Passage given:
begin

E.O. Oyebode

  Department of Computer Science and Engineering, and    

   K.O. Adekalu

Department of Agricultural Engineering, Obafemi Awolowo University, Ile Ife,


S.A. Akinboro

Department of Information and Communication Technology, Bells University of Technology, Ota, Nigeria





This study developed a neurofuzzy-based rainfall-runoff forecast model for river basin and evaluated the performance of the model. This was with a view to capturing the behaviour of hydrological and meterological variables involved in rainfall-runoff process to improve forecast accuracy of rainfall-runoff.Three hydrological variables were used for model development. Also, a three-layered feedforward model was developed using the same input variables in comparison with the neurofuzzy-based model. The simulation was done using MATLAB® 7.0. The simulation results showed that neurofuzzy-based model has higher coefficient of determination (R2) and lower root mean square error (RMSE) over the three-layered feedforward model.This study concluded that the neurofuzzy-based model improved the forecast accuracy of the rainfall-runoff of Benin-Owena river basin better than three-layered feedforward model using the same hydrological conditions.

end

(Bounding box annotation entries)

begin

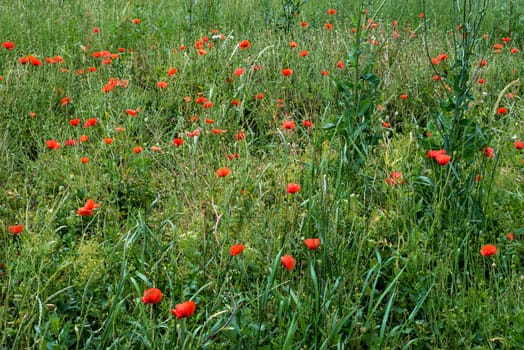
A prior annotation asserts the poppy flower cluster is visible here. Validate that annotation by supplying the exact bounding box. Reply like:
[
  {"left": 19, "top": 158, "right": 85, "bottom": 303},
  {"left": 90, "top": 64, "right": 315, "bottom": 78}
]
[
  {"left": 480, "top": 244, "right": 497, "bottom": 257},
  {"left": 7, "top": 224, "right": 25, "bottom": 235}
]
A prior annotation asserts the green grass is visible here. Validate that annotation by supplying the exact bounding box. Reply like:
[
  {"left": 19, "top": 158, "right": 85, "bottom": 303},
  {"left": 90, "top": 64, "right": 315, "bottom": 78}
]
[{"left": 0, "top": 0, "right": 524, "bottom": 349}]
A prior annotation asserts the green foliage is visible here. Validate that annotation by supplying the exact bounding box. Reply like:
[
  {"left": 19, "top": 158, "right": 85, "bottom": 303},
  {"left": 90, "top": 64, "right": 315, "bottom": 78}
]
[{"left": 0, "top": 0, "right": 524, "bottom": 349}]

end

Required actions:
- 1) Do these statements agree with the rainfall-runoff abstract? Answer yes or no for each, quoting the deciding words.
(a) The simulation was run in MATLAB® 7.0.
(b) The three-layered feedforward model had a lower root mean square error than the neurofuzzy-based model.
(c) Five hydrological variables were used to develop the model.
- 2) Answer these questions from the rainfall-runoff abstract:
(a) Where is Bells University of Technology located?
(b) Which river basin's rainfall-runoff forecast accuracy was improved?
(c) Which two measures were used to compare the models?
- 3) Which academic departments are named in the rainfall-runoff abstract?

Answers to the exercises:
- 1)
(a) Yes: "The simulation was done using MATLAB® 7.0."
(b) No: "neurofuzzy-based model has higher coefficient of determination (R2) and lower root mean square error (RMSE) over the three-layered feedforward model"
(c) No: "Three hydrological variables were used for model development."

- 2)
(a) Ota, Nigeria
(b) The Benin-Owena river basin
(c) Coefficient of determination (R2) and root mean square error (RMSE)

- 3)
Department of Computer Science and Engineering
Department of Agricultural Engineering
Department of Information and Communication Technology